# Prompt
Check every line of the following material for the word "black", then say how many have it, with no other words.

# Records for this task
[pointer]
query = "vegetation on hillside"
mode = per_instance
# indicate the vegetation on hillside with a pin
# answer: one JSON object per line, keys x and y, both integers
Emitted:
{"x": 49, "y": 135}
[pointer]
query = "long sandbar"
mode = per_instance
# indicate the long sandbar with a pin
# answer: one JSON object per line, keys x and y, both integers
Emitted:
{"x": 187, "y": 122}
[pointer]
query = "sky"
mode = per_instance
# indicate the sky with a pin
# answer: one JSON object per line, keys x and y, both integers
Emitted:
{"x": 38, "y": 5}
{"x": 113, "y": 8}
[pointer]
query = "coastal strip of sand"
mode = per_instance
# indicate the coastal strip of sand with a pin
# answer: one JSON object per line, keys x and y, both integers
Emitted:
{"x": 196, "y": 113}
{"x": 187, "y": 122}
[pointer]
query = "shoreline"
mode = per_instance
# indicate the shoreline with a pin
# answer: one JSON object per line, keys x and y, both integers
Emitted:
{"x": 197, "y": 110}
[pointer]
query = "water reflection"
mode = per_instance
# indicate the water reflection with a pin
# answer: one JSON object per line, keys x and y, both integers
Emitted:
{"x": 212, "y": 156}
...
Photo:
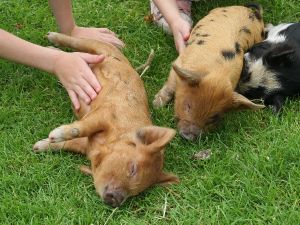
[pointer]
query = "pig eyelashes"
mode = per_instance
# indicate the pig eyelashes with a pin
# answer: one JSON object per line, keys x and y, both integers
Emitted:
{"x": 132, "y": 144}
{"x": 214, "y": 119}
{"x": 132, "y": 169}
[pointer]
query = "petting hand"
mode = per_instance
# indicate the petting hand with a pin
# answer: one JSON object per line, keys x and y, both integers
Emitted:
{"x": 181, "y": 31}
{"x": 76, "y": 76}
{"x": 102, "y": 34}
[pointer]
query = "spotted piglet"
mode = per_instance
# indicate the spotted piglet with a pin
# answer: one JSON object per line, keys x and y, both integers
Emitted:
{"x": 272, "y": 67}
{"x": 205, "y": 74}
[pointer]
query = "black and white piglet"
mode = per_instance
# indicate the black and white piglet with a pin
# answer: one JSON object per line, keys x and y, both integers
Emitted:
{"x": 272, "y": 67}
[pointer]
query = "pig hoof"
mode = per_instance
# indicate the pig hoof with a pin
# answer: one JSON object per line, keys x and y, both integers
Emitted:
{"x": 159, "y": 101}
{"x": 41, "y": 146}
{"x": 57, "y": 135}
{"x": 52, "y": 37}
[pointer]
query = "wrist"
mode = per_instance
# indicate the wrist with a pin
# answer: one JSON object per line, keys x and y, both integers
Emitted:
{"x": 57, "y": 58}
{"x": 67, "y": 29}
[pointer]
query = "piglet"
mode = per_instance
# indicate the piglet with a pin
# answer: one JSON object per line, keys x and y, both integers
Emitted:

# Response to the exercise
2